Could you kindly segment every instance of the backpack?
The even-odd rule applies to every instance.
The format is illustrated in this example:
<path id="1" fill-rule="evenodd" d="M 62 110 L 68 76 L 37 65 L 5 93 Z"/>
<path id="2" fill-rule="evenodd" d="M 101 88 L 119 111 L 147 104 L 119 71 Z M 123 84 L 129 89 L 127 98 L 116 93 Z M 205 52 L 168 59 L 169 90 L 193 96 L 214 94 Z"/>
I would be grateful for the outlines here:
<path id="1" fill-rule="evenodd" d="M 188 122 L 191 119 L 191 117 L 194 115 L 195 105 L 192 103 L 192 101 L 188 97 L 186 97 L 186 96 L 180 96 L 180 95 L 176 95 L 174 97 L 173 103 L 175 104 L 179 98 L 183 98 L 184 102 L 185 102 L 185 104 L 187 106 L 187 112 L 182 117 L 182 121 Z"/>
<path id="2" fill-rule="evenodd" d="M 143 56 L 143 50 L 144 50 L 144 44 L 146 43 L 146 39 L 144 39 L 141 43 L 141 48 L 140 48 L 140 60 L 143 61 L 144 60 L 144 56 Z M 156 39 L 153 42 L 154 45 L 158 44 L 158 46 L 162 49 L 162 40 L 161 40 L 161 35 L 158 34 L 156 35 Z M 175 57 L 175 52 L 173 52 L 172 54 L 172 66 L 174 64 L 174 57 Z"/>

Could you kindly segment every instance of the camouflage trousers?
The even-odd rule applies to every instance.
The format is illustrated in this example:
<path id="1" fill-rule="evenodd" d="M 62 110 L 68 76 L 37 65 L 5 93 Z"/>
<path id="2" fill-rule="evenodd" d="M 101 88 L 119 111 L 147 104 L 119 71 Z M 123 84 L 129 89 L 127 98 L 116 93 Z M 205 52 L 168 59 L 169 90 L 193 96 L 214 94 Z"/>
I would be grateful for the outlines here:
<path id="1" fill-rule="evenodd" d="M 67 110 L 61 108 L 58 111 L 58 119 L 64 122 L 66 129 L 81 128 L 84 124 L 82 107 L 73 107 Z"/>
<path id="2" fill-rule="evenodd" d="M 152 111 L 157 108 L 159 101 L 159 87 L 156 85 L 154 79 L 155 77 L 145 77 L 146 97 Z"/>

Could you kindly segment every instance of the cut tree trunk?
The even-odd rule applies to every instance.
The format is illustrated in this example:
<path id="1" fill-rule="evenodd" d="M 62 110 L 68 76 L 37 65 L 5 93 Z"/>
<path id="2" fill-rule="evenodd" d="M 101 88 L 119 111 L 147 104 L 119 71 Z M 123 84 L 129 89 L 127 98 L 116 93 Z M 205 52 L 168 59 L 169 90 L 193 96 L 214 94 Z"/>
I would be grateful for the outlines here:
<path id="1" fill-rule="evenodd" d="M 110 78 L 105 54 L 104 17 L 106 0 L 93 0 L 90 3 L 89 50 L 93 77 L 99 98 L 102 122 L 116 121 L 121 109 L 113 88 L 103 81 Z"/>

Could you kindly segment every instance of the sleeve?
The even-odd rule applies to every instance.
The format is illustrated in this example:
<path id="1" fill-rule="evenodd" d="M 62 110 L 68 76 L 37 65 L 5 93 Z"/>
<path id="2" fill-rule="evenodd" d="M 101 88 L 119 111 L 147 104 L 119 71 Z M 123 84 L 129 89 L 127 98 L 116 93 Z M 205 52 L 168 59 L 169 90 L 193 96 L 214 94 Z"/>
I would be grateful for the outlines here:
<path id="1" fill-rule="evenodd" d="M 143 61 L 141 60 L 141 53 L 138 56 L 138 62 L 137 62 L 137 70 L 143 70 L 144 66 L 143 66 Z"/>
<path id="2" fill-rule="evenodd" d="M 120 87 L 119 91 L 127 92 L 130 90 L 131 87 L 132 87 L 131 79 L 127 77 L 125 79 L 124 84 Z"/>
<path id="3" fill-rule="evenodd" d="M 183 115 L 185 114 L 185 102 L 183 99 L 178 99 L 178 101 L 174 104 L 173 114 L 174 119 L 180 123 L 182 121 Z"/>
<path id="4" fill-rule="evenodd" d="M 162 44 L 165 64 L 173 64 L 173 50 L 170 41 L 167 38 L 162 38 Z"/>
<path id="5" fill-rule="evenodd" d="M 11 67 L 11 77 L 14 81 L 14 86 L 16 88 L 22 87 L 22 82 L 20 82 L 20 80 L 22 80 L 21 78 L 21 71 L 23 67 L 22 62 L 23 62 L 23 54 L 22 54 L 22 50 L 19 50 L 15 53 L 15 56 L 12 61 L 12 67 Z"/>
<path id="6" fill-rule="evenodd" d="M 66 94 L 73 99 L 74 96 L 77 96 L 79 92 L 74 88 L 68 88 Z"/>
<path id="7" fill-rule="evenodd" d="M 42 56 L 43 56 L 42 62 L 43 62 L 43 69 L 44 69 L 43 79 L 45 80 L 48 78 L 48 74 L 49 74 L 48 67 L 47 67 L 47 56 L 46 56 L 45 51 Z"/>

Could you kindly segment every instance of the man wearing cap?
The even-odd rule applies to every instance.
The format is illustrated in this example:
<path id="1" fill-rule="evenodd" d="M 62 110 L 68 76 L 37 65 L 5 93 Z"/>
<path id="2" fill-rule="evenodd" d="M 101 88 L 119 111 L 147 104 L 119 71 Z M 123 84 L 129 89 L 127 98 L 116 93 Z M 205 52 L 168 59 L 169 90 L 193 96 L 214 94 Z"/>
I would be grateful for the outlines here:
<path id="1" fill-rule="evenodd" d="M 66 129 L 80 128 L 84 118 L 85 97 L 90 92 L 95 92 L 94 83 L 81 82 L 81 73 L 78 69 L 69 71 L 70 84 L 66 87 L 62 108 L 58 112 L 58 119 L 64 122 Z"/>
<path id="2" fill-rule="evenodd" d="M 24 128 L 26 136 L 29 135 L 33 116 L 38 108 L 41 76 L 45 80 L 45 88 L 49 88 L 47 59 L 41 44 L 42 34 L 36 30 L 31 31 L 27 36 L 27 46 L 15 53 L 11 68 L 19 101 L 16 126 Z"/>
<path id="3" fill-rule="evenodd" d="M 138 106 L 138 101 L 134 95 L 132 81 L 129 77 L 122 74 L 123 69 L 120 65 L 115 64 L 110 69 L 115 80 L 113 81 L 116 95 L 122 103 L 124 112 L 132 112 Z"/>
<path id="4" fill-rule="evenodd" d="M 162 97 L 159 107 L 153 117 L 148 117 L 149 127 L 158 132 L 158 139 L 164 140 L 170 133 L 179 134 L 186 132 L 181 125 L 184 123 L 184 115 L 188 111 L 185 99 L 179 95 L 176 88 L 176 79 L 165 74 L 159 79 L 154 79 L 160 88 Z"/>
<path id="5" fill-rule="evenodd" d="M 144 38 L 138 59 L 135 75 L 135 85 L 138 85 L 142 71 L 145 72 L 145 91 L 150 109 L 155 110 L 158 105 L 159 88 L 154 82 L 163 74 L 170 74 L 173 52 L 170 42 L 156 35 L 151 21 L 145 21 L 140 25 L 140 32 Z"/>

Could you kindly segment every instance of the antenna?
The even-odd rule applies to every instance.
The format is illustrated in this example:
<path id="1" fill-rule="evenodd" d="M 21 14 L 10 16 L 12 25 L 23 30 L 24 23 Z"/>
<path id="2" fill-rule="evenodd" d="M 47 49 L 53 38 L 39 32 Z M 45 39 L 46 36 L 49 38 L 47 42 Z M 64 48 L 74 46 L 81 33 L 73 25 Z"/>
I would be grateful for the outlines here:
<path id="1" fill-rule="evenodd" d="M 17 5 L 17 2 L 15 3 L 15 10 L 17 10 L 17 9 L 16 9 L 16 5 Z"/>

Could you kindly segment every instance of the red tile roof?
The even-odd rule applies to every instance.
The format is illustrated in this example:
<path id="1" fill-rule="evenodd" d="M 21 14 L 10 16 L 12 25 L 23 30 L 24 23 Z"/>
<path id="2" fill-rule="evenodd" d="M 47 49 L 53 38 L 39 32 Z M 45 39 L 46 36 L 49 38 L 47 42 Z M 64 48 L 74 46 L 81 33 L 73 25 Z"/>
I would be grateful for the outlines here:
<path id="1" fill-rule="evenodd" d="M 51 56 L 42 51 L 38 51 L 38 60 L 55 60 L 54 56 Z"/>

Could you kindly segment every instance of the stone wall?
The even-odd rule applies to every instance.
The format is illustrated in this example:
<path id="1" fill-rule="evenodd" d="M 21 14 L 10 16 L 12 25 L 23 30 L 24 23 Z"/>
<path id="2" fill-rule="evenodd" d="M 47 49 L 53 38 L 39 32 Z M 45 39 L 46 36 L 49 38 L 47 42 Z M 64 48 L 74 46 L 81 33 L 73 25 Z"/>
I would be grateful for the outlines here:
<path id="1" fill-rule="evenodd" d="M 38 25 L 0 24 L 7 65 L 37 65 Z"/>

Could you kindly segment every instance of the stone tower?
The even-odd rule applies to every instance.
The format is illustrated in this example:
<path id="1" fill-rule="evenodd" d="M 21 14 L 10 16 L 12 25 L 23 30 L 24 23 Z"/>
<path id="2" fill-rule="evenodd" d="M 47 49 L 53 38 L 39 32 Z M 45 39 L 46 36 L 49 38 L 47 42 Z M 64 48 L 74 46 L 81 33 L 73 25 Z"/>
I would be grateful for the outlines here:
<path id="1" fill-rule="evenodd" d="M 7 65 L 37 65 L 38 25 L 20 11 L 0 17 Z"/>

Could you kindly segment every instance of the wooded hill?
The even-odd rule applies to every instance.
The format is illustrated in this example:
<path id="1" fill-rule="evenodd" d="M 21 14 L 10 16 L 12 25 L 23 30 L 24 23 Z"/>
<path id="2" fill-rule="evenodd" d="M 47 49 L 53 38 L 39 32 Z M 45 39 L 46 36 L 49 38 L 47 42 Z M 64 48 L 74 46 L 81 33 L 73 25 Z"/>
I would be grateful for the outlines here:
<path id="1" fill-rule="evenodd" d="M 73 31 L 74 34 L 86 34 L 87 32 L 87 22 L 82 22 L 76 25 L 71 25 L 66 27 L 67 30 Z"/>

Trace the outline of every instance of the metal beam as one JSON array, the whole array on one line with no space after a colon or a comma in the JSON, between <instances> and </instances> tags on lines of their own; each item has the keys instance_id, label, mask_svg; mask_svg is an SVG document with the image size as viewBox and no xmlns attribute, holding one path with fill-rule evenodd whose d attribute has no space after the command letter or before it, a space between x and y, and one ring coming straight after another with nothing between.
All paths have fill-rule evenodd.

= = =

* What needs to be done: Lay out the records as a JSON list of strings, one string per line and blank lines omitted, starting at the line that contains "Could you kindly segment every instance of the red" and stopping after the line that contains "73 31 L 74 34".

* Response:
[
  "Could you kindly segment every instance of the red tile roof?",
  "The even-odd rule applies to every instance.",
  "The format is illustrated in this example:",
  "<path id=\"1\" fill-rule=\"evenodd\" d=\"M 21 14 L 10 16 L 12 25 L 23 30 L 24 23 Z\"/>",
  "<path id=\"2\" fill-rule=\"evenodd\" d=\"M 47 49 L 53 38 L 39 32 Z M 45 39 L 46 36 L 49 38 L 47 42 Z M 64 48 L 74 46 L 81 33 L 73 25 Z\"/>",
  "I would be grateful for the outlines here:",
  "<path id=\"1\" fill-rule=\"evenodd\" d=\"M 51 56 L 42 51 L 38 51 L 38 60 L 55 60 L 54 56 Z\"/>",
  "Could you kindly segment every instance of the stone wall?",
  "The even-odd rule applies to every instance.",
  "The format is illustrated in this example:",
  "<path id=\"1\" fill-rule=\"evenodd\" d=\"M 21 14 L 10 16 L 12 25 L 23 30 L 24 23 Z\"/>",
  "<path id=\"2\" fill-rule=\"evenodd\" d=\"M 47 49 L 53 38 L 39 32 Z M 45 39 L 46 36 L 49 38 L 47 42 Z M 64 48 L 74 46 L 81 33 L 73 25 Z\"/>",
  "I would be grateful for the outlines here:",
  "<path id=\"1\" fill-rule=\"evenodd\" d=\"M 38 25 L 0 24 L 7 65 L 37 65 Z\"/>",
  "Could you kindly segment every instance of the stone tower?",
  "The even-odd rule applies to every instance.",
  "The format is illustrated in this example:",
  "<path id=\"1\" fill-rule=\"evenodd\" d=\"M 21 14 L 10 16 L 12 25 L 23 30 L 24 23 Z\"/>",
  "<path id=\"2\" fill-rule=\"evenodd\" d=\"M 47 49 L 53 38 L 39 32 Z M 45 39 L 46 36 L 49 38 L 47 42 Z M 64 48 L 74 46 L 81 33 L 73 25 Z\"/>",
  "I would be grateful for the outlines here:",
  "<path id=\"1\" fill-rule=\"evenodd\" d=\"M 7 65 L 37 65 L 38 25 L 20 11 L 0 17 Z\"/>",
  "Could you kindly segment every instance of the wooded hill?",
  "The even-odd rule applies to every instance.",
  "The format is illustrated in this example:",
  "<path id=\"1\" fill-rule=\"evenodd\" d=\"M 21 14 L 10 16 L 12 25 L 23 30 L 24 23 Z\"/>",
  "<path id=\"2\" fill-rule=\"evenodd\" d=\"M 47 49 L 53 38 L 39 32 Z M 45 39 L 46 36 L 49 38 L 47 42 Z M 64 48 L 74 46 L 81 33 L 73 25 Z\"/>",
  "I would be grateful for the outlines here:",
  "<path id=\"1\" fill-rule=\"evenodd\" d=\"M 73 31 L 74 34 L 86 34 L 87 32 L 87 22 L 82 22 L 76 25 L 71 25 L 66 27 L 67 30 Z\"/>"
]